**Task input**
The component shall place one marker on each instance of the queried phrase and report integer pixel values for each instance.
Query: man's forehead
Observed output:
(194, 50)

* * *

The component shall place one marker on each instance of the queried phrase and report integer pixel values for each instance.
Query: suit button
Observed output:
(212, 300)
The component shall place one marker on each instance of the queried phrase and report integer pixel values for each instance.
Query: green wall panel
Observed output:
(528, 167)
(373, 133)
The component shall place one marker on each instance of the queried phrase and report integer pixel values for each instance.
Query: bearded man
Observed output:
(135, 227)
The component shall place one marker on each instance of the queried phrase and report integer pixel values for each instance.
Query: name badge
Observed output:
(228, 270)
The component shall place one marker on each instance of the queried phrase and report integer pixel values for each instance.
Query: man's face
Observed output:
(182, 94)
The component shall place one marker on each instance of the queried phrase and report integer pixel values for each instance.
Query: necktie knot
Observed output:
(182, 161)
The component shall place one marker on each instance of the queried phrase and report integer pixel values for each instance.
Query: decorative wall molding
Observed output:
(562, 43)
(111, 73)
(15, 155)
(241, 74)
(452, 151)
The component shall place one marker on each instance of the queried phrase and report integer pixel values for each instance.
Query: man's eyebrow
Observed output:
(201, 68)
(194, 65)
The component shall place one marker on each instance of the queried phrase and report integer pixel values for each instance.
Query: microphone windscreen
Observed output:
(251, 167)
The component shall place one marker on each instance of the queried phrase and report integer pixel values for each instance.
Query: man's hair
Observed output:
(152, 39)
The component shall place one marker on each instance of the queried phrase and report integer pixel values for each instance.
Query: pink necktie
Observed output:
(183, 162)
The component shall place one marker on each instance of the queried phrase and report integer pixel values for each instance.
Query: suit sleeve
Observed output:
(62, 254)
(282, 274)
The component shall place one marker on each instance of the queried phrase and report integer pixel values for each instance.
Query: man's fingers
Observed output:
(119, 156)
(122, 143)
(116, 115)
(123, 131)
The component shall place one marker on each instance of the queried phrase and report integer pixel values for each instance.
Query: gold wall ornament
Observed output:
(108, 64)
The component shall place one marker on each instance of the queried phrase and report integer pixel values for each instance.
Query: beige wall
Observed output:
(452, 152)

...

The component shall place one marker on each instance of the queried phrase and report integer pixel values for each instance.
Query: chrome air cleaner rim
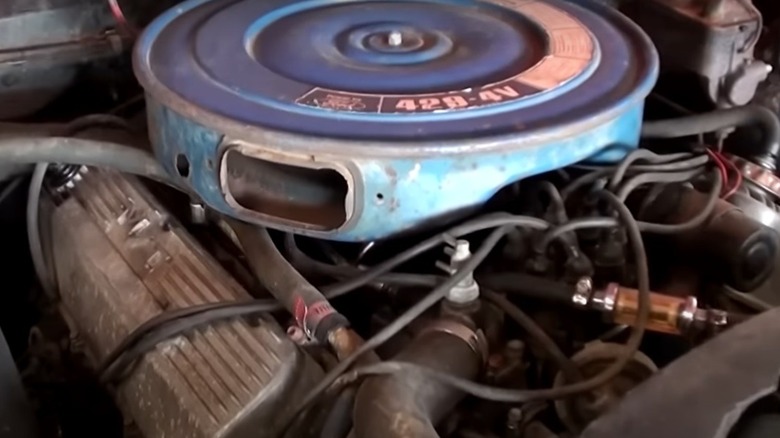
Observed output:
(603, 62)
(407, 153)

**Written request**
Count the lines of the listing above that contain the string "suit", matching case exactly, and reply with only the number.

**Output for this exercise**
2